WHAT YOU HAVE TO DO - What follows are records. Restate all of them word for word.

Items from a dataset
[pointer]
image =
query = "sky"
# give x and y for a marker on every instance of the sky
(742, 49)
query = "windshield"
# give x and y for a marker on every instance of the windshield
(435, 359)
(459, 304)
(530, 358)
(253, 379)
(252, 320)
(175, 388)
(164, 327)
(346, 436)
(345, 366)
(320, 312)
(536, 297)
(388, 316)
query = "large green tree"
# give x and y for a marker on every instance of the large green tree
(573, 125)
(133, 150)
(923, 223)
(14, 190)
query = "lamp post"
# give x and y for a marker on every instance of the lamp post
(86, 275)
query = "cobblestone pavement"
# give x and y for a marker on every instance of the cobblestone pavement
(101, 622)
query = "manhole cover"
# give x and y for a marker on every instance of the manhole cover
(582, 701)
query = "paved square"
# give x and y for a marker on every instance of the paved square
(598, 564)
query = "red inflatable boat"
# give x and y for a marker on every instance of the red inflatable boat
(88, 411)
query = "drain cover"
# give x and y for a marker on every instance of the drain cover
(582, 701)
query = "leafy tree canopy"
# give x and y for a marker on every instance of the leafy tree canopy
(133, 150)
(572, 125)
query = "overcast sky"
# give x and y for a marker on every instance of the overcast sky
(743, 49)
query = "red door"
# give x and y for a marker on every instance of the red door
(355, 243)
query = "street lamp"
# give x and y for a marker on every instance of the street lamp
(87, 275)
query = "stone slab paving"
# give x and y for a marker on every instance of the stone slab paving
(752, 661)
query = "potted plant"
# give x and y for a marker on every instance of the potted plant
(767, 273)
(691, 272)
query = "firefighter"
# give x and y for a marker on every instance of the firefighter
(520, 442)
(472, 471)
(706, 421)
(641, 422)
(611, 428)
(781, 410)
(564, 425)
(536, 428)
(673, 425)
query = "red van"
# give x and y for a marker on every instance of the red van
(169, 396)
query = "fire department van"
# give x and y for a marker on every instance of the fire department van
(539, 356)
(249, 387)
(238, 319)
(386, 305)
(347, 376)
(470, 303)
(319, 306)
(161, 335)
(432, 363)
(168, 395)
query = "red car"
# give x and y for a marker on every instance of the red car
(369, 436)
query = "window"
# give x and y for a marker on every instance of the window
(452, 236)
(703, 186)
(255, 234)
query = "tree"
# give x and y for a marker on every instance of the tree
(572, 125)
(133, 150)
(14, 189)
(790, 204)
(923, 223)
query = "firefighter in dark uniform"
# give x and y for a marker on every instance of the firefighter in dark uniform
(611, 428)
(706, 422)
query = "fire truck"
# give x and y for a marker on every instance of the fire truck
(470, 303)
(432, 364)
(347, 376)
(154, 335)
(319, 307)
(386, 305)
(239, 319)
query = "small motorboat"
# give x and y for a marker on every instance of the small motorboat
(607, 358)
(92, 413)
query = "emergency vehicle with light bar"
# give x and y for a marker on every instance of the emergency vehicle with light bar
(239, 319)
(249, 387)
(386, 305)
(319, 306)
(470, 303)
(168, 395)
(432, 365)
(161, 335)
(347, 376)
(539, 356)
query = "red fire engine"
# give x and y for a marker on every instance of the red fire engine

RESPONSE TO THIS EXERCISE -
[pointer]
image =
query = "sky"
# give x and y for a marker on every instance of the sky
(742, 49)
query = "windshield"
# give x and y for a marker on every instance of the windshield
(435, 359)
(459, 304)
(530, 358)
(253, 379)
(252, 320)
(175, 388)
(164, 327)
(346, 436)
(345, 366)
(320, 312)
(536, 297)
(388, 316)
query = "large green tree"
# give x and y for a marker on every instance of the large green tree
(573, 125)
(133, 150)
(923, 223)
(14, 190)
query = "lamp post"
# give x and y for a marker on every instance of the lamp post
(86, 275)
query = "cobblestone pavement"
# give x and y for a marker on every instance of the cobblestone pavement
(101, 622)
query = "manhole cover"
# give x and y for a marker on every instance of the manhole cover
(582, 701)
query = "paved square"
# give x and y for a marker on every instance of the paved square
(598, 564)
query = "red inflatable boat"
# give x and y for a marker on every instance of the red inflatable boat
(88, 411)
query = "drain cover"
# give x and y for a marker on every instance of the drain cover
(582, 701)
query = "leafy tree canopy"
# give x and y for a marker on every instance of the leafy tree canopy
(133, 150)
(572, 125)
query = "overcast sky"
# give x and y for a marker on every instance of the overcast sky
(743, 49)
query = "red door"
# give x and y for a marker on every instance of the red door
(355, 243)
query = "street lamp"
# give x and y for a marker on every instance of the street lamp
(87, 275)
query = "stone slab paving"
# give x and y for a marker on every instance of the stone slab paving
(752, 661)
query = "potted plant"
# give x and y for a marker on every instance of the potted plant
(767, 273)
(691, 272)
query = "firefighter"
# give x and y for a marker on every instance of the firefighter
(520, 442)
(472, 471)
(706, 421)
(641, 422)
(611, 428)
(781, 410)
(564, 425)
(536, 428)
(673, 425)
query = "red van"
# give x and y for a marker on every instance of the red van
(169, 396)
query = "fire department van"
# give x and y for a marker on every instance of the fire department van
(539, 356)
(249, 387)
(238, 319)
(386, 305)
(347, 376)
(470, 303)
(319, 306)
(161, 335)
(432, 363)
(168, 395)
query = "red car"
# give x and y for a marker on every instance of the red car
(369, 436)
query = "window"
# give x and y for a marker on every instance of the window
(452, 236)
(703, 186)
(255, 234)
query = "tree"
# give x and y for a marker on every instance of the tree
(572, 125)
(133, 150)
(14, 189)
(790, 204)
(923, 223)
query = "firefighter in dark uniform"
# give x and y for a marker on every instance of the firefighter in dark uniform
(611, 428)
(706, 422)
query = "fire truck"
# give x and y for a marker on every instance of the fire truck
(470, 303)
(432, 364)
(347, 376)
(154, 335)
(319, 307)
(386, 305)
(239, 319)
query = "small motorboat"
# give x and y for a marker on every instance of the small motorboat
(607, 358)
(92, 413)
query = "emergency vehicle with light bar"
# give x and y for a marker on every instance of the emergency vehicle with light bar
(239, 319)
(249, 387)
(386, 305)
(319, 306)
(470, 303)
(168, 395)
(432, 365)
(161, 335)
(347, 376)
(539, 356)
query = "red fire engine"
# give x and y for a marker on every instance of the red fire engine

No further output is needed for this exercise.